- [Quoted text]
☆ ☆ ☆ ☆

Now that your business analytics are working, you find that your search system is no longer keeping up… but you realise that since you have all the data in HDFS anyway, you could actually build your search indexes in Hadoop and push them out to the search servers, and the system just keeps getting more and more complicated…
…and the result is complete and utter insanity.
How did we get into that state? How did we end up with such complexity, where everything is calling everything else, and nobody understands what is going on?
It’s not that any particular decision we made along the way was bad. There is no one database or tool that can do everything that our application requires – we use the best tool for the job, and for an application with a variety of features that implies using a variety of tools.
Also, as a system grows, you need a way of decomposing it into smaller components in order to keep it manageable. That’s what microservices are all about. But if your system becomes a tangled mess of interdependent components, that’s not manageable either.
Simply having many different storage systems is not a problem in itself: if they were all independent from each other, it wouldn’t be a big deal. The real trouble here is that many of them end up containing the same data, or related data, but in different forms.
For example, the documents in your full-text indexes are typically also stored in a database, because search indexes are not intended to be used as systems of record. The data in your caches is a duplicate of data in some database (perhaps joined with other data, or rendered into HTML, or something) – that’s the definition of a cache.
Also, denormalization is just another form of duplicating data, similar to caching – if some value is too expensive to recompute on reads, you may store that value somewhere, but now you need to also keep it up-to-date when the underlying data changes. Materialized aggregates, such as the count, sum or average of a bunch of records (which you often get in metrics or analytics systems) are again a form of redundant data.
I’m not saying that this duplication of data is bad – far from it. Caching, indexing and other forms of redundant data are often essential for getting good performance on reads. However, keeping the data in sync between all these various different representations and storage systems becomes a real challenge.
For lack of a better term I’m going to call this the problem of “data integration”. With that I really just mean “making sure that the data ends up in all the right places”. Whenever a piece of data changes in one place, it needs to change correspondingly in all the other places where there is a copy or derivative of that data.
So how do we keep these different data systems in sync? There are a few different techniques.
A popular approach is so-called dual writes:
Dual writes is simple: it’s your application code’s responsibility to update data in all the right places. For example, if a user submits some data to your web app, there’s some code in the web app that first writes the data to your database, then invalidates or refreshes the appropriate cache entries, then re-indexes the document in your full-text search index, and so on. (Or maybe it does those things in parallel – doesn’t matter for our purposes.)
The dual writes approach is popular because it’s easy to build, and it more or less works at first. But I’d like to argue that it’s a really bad idea, because it has some fundamental problems. The first problem is race conditions.
The following diagram shows two clients making dual writes to two datastores. Time flows from left to right, following the black arrows:
Here, the first client (teal) is setting the key X to be some value A. They first make a request to the first datastore – perhaps that’s the database, for example – and set X=A. The datastore responds saying the write was successful. Then the client makes a request to the second datastore – perhaps that’s the search index – and also sets X=A.
At the same time as this is happening, another client (red) is also active. It wants to write to the same key X, but it wants to set the key to a different value B. The client proceeds in the same way: it first sends a request X=B to the first datastore, and then sends a request X=B to the second datastore.

☆ ☆ ☆ ☆

- [Short exercise 1]
In the data integration passage, what name is given to the approach in which application code is responsible for updating data in all the right places?
- [Short exercise 2]
Repeat the listing lines between the line holding "reads [[128, 130]]." and the line holding "[[45, 161], [59, 160]]", inclusive.

☆ ☆ ☆ ☆

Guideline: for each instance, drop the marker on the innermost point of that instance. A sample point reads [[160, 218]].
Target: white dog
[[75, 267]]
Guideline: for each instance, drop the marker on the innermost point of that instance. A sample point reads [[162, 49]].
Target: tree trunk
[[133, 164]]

☆ ☆ ☆ ☆

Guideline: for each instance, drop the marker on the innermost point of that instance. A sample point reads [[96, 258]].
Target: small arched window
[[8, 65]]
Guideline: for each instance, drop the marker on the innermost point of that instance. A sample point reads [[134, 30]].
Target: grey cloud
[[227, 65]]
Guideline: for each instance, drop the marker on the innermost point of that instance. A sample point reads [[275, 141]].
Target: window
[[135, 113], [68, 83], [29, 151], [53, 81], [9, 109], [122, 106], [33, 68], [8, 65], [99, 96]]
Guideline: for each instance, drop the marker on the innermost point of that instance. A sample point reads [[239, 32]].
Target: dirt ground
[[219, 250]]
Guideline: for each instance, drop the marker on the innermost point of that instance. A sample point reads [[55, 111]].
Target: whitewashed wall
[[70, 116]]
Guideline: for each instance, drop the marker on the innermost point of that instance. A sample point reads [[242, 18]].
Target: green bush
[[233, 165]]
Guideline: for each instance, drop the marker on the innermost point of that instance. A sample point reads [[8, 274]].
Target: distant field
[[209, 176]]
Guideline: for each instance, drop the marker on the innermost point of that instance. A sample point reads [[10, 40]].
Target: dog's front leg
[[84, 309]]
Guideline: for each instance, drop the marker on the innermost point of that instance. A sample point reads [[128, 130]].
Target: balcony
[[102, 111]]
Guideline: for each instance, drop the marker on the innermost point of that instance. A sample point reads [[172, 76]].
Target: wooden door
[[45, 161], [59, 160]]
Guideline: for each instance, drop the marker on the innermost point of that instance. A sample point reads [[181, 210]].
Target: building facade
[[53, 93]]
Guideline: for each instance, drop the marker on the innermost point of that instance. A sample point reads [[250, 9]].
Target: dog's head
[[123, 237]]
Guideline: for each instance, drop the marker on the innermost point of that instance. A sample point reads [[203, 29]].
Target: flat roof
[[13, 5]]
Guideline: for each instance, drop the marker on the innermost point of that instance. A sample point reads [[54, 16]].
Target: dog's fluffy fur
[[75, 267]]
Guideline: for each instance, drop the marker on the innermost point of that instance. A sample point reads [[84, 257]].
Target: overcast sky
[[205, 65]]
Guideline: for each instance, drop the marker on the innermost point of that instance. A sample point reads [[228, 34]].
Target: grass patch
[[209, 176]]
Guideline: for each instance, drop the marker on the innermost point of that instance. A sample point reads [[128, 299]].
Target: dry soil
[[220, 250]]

☆ ☆ ☆ ☆

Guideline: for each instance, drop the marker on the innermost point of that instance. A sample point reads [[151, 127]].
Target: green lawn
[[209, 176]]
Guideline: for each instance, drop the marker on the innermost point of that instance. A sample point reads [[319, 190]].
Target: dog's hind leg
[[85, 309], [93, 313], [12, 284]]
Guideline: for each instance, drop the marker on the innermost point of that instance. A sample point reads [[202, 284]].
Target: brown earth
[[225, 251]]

☆ ☆ ☆ ☆

- [Reply 1]
Dual writes.

- [Reply 2]
Guideline: for each instance, drop the marker on the innermost point of that instance. A sample point reads [[128, 130]].
Target: balcony
[[102, 111]]
Guideline: for each instance, drop the marker on the innermost point of that instance. A sample point reads [[172, 76]].
Target: wooden door
[[45, 161], [59, 160]]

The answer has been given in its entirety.